Work instruction:
Below are records; reproduce exactly the lines from the first through the one containing "Could you point out the dark".

:: Provided data

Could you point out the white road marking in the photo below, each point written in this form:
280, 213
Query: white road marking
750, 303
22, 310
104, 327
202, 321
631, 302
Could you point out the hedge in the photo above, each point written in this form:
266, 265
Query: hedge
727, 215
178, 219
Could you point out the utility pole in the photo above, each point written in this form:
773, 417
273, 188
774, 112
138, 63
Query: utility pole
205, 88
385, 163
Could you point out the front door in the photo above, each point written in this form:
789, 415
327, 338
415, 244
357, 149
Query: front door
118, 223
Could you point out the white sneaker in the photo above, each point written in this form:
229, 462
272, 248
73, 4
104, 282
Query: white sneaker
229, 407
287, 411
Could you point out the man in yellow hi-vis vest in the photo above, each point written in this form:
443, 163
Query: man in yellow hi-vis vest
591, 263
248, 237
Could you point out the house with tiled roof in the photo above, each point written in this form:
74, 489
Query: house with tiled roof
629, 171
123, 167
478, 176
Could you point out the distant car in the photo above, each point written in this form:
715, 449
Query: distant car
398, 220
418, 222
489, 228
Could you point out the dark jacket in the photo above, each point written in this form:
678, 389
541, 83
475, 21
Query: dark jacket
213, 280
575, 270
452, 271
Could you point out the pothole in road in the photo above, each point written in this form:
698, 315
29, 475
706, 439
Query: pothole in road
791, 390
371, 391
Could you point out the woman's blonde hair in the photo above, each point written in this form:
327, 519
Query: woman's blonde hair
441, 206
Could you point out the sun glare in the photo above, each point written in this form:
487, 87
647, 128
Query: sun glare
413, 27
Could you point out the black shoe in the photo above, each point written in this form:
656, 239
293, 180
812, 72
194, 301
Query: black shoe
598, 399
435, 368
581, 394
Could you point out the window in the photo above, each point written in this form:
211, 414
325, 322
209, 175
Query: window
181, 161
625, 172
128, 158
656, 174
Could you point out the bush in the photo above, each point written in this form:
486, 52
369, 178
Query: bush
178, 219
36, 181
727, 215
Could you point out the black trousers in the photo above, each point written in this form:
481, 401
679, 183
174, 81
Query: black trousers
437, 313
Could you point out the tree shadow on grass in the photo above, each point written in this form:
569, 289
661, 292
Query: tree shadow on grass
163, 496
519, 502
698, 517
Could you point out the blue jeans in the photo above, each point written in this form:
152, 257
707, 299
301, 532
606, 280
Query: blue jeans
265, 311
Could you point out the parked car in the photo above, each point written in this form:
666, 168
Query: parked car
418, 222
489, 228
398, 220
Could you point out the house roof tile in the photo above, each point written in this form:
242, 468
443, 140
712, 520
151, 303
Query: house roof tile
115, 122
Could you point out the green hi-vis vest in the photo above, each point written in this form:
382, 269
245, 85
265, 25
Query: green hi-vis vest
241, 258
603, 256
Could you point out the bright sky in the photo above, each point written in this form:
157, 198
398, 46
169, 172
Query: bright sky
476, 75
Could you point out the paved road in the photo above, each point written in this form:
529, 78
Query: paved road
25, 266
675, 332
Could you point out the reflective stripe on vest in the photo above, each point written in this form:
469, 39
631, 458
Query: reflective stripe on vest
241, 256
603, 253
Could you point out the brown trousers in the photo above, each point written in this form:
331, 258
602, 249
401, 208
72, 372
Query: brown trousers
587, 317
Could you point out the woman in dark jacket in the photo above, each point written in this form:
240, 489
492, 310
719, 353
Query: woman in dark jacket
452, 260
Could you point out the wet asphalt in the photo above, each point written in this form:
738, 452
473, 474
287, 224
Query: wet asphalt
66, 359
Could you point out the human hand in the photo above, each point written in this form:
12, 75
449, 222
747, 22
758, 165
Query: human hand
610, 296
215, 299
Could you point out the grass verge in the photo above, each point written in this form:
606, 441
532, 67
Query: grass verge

::::

Answer to this task:
Could you point out the white road marking in the photo below, each point written in this form:
280, 213
Query: white road marking
750, 303
22, 310
104, 327
202, 321
631, 302
Could you point out the hedge in the photo above, each point written in this form:
266, 265
Query: hedge
727, 215
178, 219
Could you point out the utility pole in the photo above, each point written in this form:
773, 417
273, 188
774, 112
138, 63
Query: utility pole
205, 88
385, 163
Could you point out the front door in the photo above, each point written in this form:
789, 415
327, 338
415, 244
357, 149
Query: front door
118, 223
Could you point out the white sneaker in the photo above, each point written in this form:
229, 462
272, 248
73, 4
104, 282
Query: white sneaker
229, 407
287, 411
Could you point out the man in yellow hi-vis vest in the photo above, each point written in this form:
443, 163
Query: man in yellow hi-vis vest
591, 263
248, 237
Could you point out the house with tiled roof in the photo above, each point written in this form:
74, 489
Query: house with tiled roof
629, 171
123, 167
478, 176
Could you point out the distant car in the photo above, each point written in this form:
715, 449
Query: distant car
398, 220
418, 222
489, 228
Could you point out the dark jacket in the photo above, each point written in this form:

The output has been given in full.